■ SET EXERCISE ■
Count how many lines in the items below contain the word "white", and reply with that number alone.

■ EXCERPTED RECORDS ■

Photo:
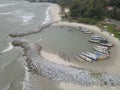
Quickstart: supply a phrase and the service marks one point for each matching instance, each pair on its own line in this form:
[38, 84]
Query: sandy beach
[111, 65]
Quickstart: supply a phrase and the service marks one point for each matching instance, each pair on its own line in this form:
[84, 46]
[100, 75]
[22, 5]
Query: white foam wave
[7, 87]
[26, 84]
[48, 17]
[5, 13]
[3, 5]
[24, 16]
[10, 47]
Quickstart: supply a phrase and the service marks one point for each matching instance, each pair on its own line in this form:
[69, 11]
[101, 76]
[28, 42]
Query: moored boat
[85, 58]
[89, 56]
[102, 50]
[78, 58]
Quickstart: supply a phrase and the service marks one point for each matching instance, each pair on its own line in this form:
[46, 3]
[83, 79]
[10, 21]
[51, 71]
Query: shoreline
[111, 66]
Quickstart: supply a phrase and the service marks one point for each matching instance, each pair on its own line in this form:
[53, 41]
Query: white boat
[95, 36]
[88, 32]
[94, 41]
[88, 55]
[85, 58]
[102, 50]
[78, 58]
[102, 55]
[92, 55]
[79, 28]
[103, 47]
[106, 44]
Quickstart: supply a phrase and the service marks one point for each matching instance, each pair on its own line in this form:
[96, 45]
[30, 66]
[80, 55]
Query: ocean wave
[24, 16]
[26, 84]
[3, 5]
[10, 47]
[5, 13]
[48, 18]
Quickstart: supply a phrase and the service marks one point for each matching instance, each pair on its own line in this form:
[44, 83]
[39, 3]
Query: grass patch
[111, 28]
[87, 20]
[96, 75]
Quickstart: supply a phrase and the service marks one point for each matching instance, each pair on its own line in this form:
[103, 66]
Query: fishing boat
[85, 58]
[78, 58]
[103, 47]
[95, 36]
[102, 56]
[106, 44]
[92, 55]
[102, 50]
[88, 55]
[88, 32]
[94, 41]
[79, 28]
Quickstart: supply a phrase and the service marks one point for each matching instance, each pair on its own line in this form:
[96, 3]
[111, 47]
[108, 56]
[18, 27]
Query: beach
[34, 66]
[111, 66]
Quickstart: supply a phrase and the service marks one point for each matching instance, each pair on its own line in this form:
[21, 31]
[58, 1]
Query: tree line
[91, 11]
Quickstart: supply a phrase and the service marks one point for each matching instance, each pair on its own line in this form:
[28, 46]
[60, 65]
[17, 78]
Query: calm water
[59, 40]
[23, 16]
[16, 16]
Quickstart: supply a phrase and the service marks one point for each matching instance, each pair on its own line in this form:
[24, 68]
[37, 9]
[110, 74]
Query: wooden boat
[78, 58]
[95, 36]
[102, 50]
[85, 58]
[106, 44]
[103, 47]
[88, 32]
[79, 28]
[92, 55]
[88, 55]
[94, 41]
[102, 56]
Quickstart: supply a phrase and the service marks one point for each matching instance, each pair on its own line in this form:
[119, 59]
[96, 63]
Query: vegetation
[91, 11]
[111, 28]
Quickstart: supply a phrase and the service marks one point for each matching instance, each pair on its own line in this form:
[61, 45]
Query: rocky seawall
[71, 74]
[20, 34]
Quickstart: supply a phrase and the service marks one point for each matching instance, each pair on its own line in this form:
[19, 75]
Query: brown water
[24, 16]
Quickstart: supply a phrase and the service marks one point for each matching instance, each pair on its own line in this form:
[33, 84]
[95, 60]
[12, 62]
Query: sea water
[17, 16]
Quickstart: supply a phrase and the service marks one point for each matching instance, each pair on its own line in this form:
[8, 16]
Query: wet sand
[111, 65]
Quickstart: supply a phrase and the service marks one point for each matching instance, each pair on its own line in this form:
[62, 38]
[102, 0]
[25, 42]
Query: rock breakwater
[71, 74]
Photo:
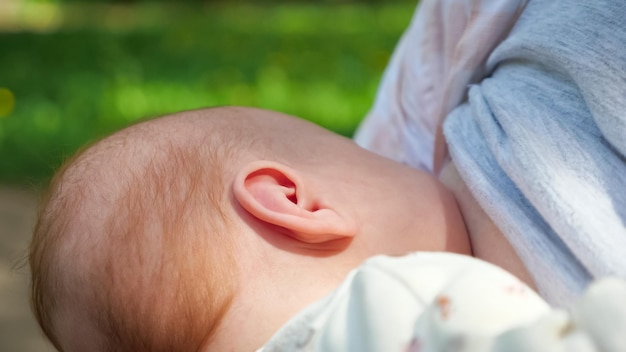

■ RESPONSE BELOW ■
2